* begin *

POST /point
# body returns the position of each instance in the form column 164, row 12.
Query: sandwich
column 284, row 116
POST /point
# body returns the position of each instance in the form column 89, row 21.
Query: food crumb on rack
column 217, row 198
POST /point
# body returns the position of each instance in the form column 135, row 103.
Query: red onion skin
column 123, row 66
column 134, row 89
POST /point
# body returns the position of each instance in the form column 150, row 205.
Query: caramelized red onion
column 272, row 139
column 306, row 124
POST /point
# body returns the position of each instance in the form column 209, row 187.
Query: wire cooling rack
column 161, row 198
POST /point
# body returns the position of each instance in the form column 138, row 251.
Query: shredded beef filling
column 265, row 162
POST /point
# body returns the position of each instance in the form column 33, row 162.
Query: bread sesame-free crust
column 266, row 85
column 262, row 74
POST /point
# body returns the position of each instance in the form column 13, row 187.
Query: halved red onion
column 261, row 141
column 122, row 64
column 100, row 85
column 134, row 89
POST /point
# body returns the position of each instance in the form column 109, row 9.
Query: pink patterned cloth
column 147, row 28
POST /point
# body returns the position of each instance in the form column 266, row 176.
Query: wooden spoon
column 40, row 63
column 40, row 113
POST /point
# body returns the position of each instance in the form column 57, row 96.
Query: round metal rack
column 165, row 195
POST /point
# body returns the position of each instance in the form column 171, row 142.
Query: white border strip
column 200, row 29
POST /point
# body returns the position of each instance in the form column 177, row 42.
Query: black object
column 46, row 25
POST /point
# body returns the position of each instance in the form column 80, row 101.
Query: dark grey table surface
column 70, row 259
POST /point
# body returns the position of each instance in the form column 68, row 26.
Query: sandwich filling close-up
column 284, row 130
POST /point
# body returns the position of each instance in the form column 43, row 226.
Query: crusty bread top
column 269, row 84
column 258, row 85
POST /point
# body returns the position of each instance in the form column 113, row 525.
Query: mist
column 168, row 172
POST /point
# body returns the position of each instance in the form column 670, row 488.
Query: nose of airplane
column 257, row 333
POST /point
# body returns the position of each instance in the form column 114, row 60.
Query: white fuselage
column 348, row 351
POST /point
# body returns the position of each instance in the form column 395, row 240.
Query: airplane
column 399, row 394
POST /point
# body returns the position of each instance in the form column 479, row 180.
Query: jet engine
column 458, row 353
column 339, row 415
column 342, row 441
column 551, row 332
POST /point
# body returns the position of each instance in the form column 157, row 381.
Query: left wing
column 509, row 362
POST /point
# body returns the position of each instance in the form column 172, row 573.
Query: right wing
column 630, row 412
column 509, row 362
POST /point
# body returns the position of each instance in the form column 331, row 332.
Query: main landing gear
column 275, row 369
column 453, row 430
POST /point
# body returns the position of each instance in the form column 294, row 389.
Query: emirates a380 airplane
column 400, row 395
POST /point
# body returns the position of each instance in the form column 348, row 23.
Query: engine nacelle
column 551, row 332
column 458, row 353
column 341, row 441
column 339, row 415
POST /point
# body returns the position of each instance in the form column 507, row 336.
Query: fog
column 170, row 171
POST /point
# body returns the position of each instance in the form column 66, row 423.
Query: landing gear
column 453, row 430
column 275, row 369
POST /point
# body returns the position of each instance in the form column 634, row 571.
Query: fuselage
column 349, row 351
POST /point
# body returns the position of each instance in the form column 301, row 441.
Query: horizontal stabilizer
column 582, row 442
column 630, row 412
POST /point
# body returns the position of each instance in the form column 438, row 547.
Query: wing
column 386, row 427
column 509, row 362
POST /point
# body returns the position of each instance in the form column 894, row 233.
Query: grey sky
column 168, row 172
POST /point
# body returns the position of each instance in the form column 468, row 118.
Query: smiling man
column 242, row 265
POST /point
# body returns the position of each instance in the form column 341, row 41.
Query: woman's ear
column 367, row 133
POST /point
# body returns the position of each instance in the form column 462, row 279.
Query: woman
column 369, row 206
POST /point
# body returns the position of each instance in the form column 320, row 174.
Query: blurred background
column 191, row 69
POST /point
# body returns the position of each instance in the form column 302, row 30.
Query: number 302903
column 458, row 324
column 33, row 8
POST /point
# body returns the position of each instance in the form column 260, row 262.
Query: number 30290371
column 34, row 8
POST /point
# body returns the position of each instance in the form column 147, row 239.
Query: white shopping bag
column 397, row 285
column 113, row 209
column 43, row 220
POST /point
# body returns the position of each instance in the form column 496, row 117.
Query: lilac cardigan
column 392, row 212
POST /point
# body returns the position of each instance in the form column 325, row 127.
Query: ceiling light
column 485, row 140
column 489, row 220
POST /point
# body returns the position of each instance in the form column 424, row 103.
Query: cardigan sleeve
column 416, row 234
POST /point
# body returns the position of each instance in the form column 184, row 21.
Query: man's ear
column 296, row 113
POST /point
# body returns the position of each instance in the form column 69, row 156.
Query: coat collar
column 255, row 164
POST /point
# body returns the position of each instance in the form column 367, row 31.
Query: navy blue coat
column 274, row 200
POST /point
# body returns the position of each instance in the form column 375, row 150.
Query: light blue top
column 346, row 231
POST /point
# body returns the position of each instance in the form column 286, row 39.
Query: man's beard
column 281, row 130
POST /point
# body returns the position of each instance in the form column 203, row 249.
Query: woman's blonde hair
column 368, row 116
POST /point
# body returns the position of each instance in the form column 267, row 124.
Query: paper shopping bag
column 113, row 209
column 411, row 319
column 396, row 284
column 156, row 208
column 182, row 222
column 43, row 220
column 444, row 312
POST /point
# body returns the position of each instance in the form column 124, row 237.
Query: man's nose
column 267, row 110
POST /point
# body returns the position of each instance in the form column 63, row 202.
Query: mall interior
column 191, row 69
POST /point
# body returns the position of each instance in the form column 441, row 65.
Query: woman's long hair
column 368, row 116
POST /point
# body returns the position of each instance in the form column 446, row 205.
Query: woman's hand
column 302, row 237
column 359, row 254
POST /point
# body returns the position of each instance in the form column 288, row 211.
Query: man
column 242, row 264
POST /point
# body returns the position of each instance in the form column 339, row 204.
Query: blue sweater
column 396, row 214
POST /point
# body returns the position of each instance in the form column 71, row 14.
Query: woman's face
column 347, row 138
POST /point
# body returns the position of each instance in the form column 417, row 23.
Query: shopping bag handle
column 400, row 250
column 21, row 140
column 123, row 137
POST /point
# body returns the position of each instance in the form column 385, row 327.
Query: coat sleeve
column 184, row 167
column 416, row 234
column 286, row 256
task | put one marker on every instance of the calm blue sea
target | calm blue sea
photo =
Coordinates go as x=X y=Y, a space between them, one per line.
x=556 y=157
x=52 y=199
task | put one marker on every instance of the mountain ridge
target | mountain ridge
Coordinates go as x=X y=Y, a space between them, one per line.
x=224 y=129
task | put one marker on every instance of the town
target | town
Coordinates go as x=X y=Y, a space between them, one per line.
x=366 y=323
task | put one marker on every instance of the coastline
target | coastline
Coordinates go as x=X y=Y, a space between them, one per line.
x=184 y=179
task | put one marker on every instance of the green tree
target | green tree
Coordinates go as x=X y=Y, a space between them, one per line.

* end *

▸ **GOAL**
Quote the line that contains "task | put one marker on every instance of the mountain" and each line after it through the end of the data, exactly, leaving out everything else.

▸ **SOLUTION FOR THIS TASK**
task | put one marker on every instance of the mountain ridge
target | mountain ridge
Coordinates go as x=X y=Y, a space between them, one per line.
x=224 y=129
task | put one marker on every instance of the town
target | town
Coordinates go as x=X y=Y, a space between them, one per line.
x=366 y=323
task | put one marker on every instance of the coastline
target | coastline
Coordinates go as x=X y=Y, a space between them, one per line.
x=184 y=179
task | put one marker on every instance of the green tree
target | green tree
Coordinates go as x=X y=Y, a space between them, one per line.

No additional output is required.